What is expected:
Return each entry exactly, omitting nothing.

::: Records provided :::

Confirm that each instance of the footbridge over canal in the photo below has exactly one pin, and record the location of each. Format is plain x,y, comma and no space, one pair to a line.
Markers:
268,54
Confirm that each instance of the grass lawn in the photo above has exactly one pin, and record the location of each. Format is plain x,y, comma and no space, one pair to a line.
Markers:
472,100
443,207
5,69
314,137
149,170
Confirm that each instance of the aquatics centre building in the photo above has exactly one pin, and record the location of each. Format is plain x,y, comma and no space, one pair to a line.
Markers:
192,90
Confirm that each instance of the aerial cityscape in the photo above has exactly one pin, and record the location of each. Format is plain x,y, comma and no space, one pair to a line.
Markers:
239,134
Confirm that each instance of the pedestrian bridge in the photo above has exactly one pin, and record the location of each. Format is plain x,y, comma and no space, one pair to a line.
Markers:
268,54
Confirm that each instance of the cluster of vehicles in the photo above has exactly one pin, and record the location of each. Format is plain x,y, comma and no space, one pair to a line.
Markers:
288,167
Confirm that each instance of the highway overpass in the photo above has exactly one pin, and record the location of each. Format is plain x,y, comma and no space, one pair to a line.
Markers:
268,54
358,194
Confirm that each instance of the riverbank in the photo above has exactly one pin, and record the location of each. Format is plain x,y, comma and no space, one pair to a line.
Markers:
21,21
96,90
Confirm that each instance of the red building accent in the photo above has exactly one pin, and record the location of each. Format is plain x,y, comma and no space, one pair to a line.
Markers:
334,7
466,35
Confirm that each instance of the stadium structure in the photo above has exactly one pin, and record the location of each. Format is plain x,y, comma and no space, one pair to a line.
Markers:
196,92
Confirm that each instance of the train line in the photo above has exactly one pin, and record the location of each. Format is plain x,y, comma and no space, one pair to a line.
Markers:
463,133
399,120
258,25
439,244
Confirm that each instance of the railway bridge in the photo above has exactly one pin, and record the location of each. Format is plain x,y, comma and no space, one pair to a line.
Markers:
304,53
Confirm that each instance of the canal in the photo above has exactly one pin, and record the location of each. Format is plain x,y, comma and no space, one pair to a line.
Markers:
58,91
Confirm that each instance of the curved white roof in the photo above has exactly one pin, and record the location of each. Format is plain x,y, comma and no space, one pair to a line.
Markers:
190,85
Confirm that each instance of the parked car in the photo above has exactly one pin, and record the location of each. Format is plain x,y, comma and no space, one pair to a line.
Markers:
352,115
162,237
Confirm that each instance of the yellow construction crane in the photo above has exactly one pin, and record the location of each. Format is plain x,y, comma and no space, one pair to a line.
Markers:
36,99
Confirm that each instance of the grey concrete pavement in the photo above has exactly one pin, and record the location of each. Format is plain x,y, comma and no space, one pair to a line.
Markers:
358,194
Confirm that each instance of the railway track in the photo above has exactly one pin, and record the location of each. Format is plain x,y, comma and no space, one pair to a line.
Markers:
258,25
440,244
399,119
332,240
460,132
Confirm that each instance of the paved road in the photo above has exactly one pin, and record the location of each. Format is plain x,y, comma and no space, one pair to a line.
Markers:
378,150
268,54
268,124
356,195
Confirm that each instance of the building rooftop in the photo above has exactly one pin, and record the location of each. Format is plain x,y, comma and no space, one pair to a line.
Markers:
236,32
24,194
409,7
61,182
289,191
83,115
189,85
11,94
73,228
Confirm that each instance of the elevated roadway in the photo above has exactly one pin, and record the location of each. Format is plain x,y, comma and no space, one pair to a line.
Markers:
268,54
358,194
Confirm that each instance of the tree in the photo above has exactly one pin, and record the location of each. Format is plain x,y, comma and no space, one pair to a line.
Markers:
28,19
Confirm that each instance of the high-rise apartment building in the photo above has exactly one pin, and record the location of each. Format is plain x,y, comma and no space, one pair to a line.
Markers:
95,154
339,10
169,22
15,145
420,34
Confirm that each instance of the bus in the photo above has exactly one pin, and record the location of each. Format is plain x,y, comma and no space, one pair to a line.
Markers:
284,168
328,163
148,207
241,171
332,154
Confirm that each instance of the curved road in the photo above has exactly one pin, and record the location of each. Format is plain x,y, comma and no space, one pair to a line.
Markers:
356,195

:::

Task solution:
Confirm that each instance of the footbridge over canal in the photo below has exactly one pin, and record the location of each. Format is plain x,y, comma and no space, one pair to a line.
Markers:
268,54
Confirm that each instance of the grass lawn in the photo above has exactly one pin, and record the location of each. Format is plain x,y, comma and no space, one pair to a line.
Markers:
472,100
443,207
5,69
314,137
149,170
Confirm that each instance of the aquatics centre building in the photo above has exactly one pin, and record the location of each. Format is plain x,y, comma and no space, one pair to a line.
Markers:
192,90
Confirm that each instance of the aerial cityscape in the photo above has exactly one pin, and record the location of each. Format is plain x,y, comma and no space, one pair to a line.
Markers:
239,134
Confirm that each instance of the pedestrian bridge in the photo above has exactly one pin, and record the location of each. Format is plain x,y, comma and no space, one pair to a line.
Markers:
268,54
Confirm that each instance of the cluster of vehicles in the photo above has exactly one pin, and record the location of each. Format is plain x,y, comma and no space, one pair to a line.
Markers:
288,167
Confirm that each instance of the highway overpass in the photo above has exactly one pin, and record the location of each. Format is plain x,y, comma and no space, one pair to a line.
Markers:
268,54
358,194
Confirm that each instance of the riverbank in the photo above has exactly one pin, and record the location of each. Format is plain x,y, comma and no space, one pair to a line.
Markers:
21,21
96,90
Confirm that each instance of the red building accent in the photo above has exactly one pin, and record the location of each. Format is plain x,y, comma and no space, one pair to a line.
Markers:
334,7
466,35
Confirm that each instance of the stadium structure in the photo above has exactly one pin, and record the location of each. Format is plain x,y, comma and no space, one pair to a line.
Markers:
196,92
Confirm that each instance of the train line in the photo above has exactly one pin, and record the location of each. Format is plain x,y, comma and no space, one pair to a line.
Markers:
463,133
399,120
258,25
439,244
Confirm that each instance of the railway bridge in the photo above has exactly one pin, and record the location of each. Format is plain x,y, comma and no space, one pair to a line.
Markers:
304,53
Confirm that each instance of the canal in the photo above has exactly one pin, and record the location of each. Format is plain x,y, comma and no space, one pair to a line.
Markers:
58,91
Confirm that each instance of the curved white roof in the photo above has exactly one pin, and record the location of each. Format is plain x,y, comma and no space, one pair to a line.
Markers:
190,85
Confirm that each instance of the parked car in the photo above has exactly one pin, and record the location of each. Format is plain x,y, comma and no space, one pair to a line.
Markers:
352,115
162,237
Confirm that each instance of the yellow construction crane in the photo above has exactly one pin, and record the location of each. Format is plain x,y, comma and no space, one pair to a line.
Markers:
36,99
Confirm that each instance of the grey concrete pavement in the photo above has exactly one pin, and record the location of each. Format is plain x,y, comma and no space, one pair to a line.
Markers:
358,194
Confirm that each instance of the railway track in the photo above has exactly one pin, and record the location of each. Format is plain x,y, comma and no space, one pair to a line.
Markers:
258,25
440,244
399,119
332,240
460,132
Confirm that each instance of the paved road in the photo above has exactly one pin, and record the location of each. Format is plain x,y, comma and no space, one pair to a line.
Markers:
378,150
268,54
268,124
356,195
Confirm that each instance of the building rooftop in the photo above has exactly one pin, and record the location of each. Format is plain x,y, comma and no space, one pair to a line.
Markers:
236,32
24,194
409,7
61,182
289,191
83,115
189,85
11,94
73,228
Confirm that each instance of the elevated roadway in the photo above has exactly one pin, and record the location of each. Format is plain x,y, comma and no space, one pair to a line.
Markers:
268,54
358,194
Confirm that each instance of the tree in the photo above has exactly one pin, and record the location of each. Format is plain x,y, comma and no space, one pair to a line.
Markers:
28,19
Confirm that each instance of the high-rise apartment building in the photo above has exactly one pin, and record the location of each. Format is plain x,y, comma and no space, one pair to a line.
Markers:
95,154
339,10
169,22
15,145
420,34
Confirm that each instance of the bus in the photo above has exactly one pin, and record the location of each. Format is plain x,y, comma and no space, one pair to a line.
Markers:
284,168
328,163
148,207
241,171
332,154
Confirm that each instance of the curved road in the photo above has exactly one pin, and record the location of each. Format is plain x,y, comma and no space, one pair to a line.
Markers:
356,195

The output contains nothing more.